====== Text section

Figure 4e-g clearly depict that the TPEWs are concentrated on the interface routes. The transmission of TPEWs is stable within the bandgap frequency range of –20-0 dB, indicating that the sound pressures are in the same order of magnitude at the exciting point and receiving Points A and B, respectively. This is strong evidence that the TPEWs propagate with minor loss on the interface routes.

The frequency of the acoustic excitation source is within the bandgap range and interface mode frequency of Type I or Type II unit cells. We regulated the interface route of the plate system by converting the Type I and Type II unit cells into each other to achieve the modulation of the propagation route of the TPEWs.

============

» Instructions for the task
Reproduce the full passage on TPEW propagation along the interface routes, word for word.

====== Records shown

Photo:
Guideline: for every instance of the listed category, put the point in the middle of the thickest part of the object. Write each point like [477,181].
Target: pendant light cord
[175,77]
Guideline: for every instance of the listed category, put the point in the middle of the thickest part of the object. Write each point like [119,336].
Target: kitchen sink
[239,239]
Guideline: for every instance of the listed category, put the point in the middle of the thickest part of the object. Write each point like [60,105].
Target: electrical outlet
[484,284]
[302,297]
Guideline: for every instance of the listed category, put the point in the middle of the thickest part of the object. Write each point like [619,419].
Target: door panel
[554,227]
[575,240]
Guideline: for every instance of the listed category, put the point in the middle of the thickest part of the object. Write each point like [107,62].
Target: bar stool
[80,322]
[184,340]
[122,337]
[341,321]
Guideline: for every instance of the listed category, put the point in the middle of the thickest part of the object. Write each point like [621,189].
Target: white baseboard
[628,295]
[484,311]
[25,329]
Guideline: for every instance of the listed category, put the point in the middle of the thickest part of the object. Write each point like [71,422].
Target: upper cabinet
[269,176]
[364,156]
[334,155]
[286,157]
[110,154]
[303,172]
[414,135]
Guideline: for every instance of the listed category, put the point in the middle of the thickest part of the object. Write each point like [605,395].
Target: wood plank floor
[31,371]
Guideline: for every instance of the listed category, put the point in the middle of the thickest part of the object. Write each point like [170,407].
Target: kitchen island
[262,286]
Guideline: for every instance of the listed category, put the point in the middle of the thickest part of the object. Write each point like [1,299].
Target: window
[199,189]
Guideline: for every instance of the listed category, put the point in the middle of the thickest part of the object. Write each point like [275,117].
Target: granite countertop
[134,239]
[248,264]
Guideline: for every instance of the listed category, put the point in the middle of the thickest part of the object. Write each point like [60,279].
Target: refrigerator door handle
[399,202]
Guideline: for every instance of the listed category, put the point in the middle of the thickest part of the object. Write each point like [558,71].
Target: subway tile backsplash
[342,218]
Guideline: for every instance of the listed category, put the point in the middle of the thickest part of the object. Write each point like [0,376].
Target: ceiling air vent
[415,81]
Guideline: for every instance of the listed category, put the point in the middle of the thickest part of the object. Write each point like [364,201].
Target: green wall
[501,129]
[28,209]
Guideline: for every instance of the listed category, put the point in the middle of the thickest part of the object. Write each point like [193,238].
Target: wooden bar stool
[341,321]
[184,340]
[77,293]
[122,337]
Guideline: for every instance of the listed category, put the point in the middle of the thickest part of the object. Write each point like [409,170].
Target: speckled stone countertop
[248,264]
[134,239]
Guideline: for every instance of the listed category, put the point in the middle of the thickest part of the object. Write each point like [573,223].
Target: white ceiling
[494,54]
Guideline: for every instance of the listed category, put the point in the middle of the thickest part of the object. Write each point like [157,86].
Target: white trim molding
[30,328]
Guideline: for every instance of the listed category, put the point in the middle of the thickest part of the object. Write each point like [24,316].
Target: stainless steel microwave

============

» Response below
Figure 4e-g clearly depict that the TPEWs are concentrated on the interface routes. The transmission of TPEWs is stable within the bandgap frequency range of –20-0 dB, indicating that the sound pressures are in the same order of magnitude at the exciting point and receiving Points A and B, respectively. This is strong evidence that the TPEWs propagate with minor loss on the interface routes.

The frequency of the acoustic excitation source is within the bandgap range and interface mode frequency of Type I or Type II unit cells. We regulated the interface route of the plate system by converting the Type I and Type II unit cells into each other to achieve the modulation of the propagation route of the TPEWs.